Try it ▸ An exact repetition of the listing is required.

Records for this exercise ▸
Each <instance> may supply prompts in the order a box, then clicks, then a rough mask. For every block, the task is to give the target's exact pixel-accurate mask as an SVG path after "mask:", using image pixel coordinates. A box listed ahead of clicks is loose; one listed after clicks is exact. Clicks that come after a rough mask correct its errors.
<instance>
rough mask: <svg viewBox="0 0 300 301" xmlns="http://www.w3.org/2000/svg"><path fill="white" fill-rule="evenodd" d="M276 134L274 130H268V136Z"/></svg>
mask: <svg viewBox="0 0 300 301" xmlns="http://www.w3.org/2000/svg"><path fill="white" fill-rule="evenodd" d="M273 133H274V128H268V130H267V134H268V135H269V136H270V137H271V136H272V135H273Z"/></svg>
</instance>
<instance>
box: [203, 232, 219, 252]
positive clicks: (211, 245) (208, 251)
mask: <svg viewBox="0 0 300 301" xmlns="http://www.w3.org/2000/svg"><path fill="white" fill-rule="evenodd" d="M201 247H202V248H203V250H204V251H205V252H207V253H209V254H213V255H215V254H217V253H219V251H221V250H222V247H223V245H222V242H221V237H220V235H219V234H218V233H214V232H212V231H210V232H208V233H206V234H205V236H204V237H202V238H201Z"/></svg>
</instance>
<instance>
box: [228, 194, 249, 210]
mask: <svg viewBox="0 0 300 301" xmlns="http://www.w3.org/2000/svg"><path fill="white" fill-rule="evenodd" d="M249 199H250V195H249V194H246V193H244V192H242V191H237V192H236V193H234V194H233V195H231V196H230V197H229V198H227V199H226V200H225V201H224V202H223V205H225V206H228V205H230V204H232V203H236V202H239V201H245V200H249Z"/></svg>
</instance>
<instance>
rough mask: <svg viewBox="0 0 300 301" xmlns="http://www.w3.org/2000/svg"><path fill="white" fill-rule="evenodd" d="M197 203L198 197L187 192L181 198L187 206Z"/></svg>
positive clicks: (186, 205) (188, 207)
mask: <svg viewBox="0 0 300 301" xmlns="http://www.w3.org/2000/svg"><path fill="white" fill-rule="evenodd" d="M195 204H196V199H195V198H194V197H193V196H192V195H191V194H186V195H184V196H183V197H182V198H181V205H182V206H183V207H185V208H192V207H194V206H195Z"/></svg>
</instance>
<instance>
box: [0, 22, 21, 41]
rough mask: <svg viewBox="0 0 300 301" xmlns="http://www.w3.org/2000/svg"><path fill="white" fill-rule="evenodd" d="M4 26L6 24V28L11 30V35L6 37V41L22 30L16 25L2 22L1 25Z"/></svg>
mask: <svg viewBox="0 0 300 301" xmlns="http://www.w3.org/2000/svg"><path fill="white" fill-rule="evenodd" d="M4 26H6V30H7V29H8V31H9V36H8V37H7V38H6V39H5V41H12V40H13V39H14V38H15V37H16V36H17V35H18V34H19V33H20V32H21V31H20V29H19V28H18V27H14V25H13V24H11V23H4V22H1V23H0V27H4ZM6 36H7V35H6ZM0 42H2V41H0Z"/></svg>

Written solution ▸
Each <instance> may supply prompts in the order a box, then clicks, then a rough mask. For every block, the task is to give the target's exact pixel-accurate mask as an SVG path after "mask:", using image pixel coordinates. A box listed ahead of clicks is loose; one listed after clicks is exact. Clicks that come after a rough mask correct its errors.
<instance>
rough mask: <svg viewBox="0 0 300 301" xmlns="http://www.w3.org/2000/svg"><path fill="white" fill-rule="evenodd" d="M276 134L274 130H268V136Z"/></svg>
mask: <svg viewBox="0 0 300 301" xmlns="http://www.w3.org/2000/svg"><path fill="white" fill-rule="evenodd" d="M273 133H274V128H268V130H267V134H268V135H269V136H270V137H271V136H272V135H273Z"/></svg>
</instance>
<instance>
box: [203, 232, 219, 252]
positive clicks: (211, 245) (208, 251)
mask: <svg viewBox="0 0 300 301" xmlns="http://www.w3.org/2000/svg"><path fill="white" fill-rule="evenodd" d="M201 247H202V248H203V250H204V251H205V252H207V253H209V254H213V255H215V254H217V253H219V251H221V250H222V247H223V245H222V242H221V237H220V235H219V234H218V233H214V232H212V231H210V232H208V233H206V234H205V236H204V237H202V238H201Z"/></svg>
</instance>
<instance>
box: [228, 194, 249, 210]
mask: <svg viewBox="0 0 300 301" xmlns="http://www.w3.org/2000/svg"><path fill="white" fill-rule="evenodd" d="M249 199H250V195H249V194H246V193H244V192H242V191H237V192H236V193H234V194H233V195H231V196H230V197H229V198H227V199H226V200H225V201H224V202H223V205H225V206H228V205H230V204H232V203H236V202H239V201H245V200H249Z"/></svg>
</instance>
<instance>
rough mask: <svg viewBox="0 0 300 301" xmlns="http://www.w3.org/2000/svg"><path fill="white" fill-rule="evenodd" d="M197 203L198 197L187 192L181 198L187 206Z"/></svg>
positive clicks: (186, 205) (188, 207)
mask: <svg viewBox="0 0 300 301" xmlns="http://www.w3.org/2000/svg"><path fill="white" fill-rule="evenodd" d="M195 204H196V199H195V198H194V197H193V196H192V195H191V194H186V195H184V196H183V197H182V198H181V205H182V206H183V207H185V208H192V207H194V206H195Z"/></svg>
</instance>
<instance>
box: [0, 22, 21, 41]
rough mask: <svg viewBox="0 0 300 301" xmlns="http://www.w3.org/2000/svg"><path fill="white" fill-rule="evenodd" d="M4 26L6 24V28L11 30V35L6 37V41L22 30L16 25L2 22L1 25Z"/></svg>
mask: <svg viewBox="0 0 300 301" xmlns="http://www.w3.org/2000/svg"><path fill="white" fill-rule="evenodd" d="M4 26H6V30H7V29H8V31H9V36H8V37H7V38H6V39H5V41H12V40H13V39H14V38H15V37H16V36H17V35H18V34H19V33H20V32H21V31H20V29H19V28H18V27H14V25H13V24H11V23H4V22H1V23H0V27H4ZM6 36H7V35H6ZM0 42H2V41H0Z"/></svg>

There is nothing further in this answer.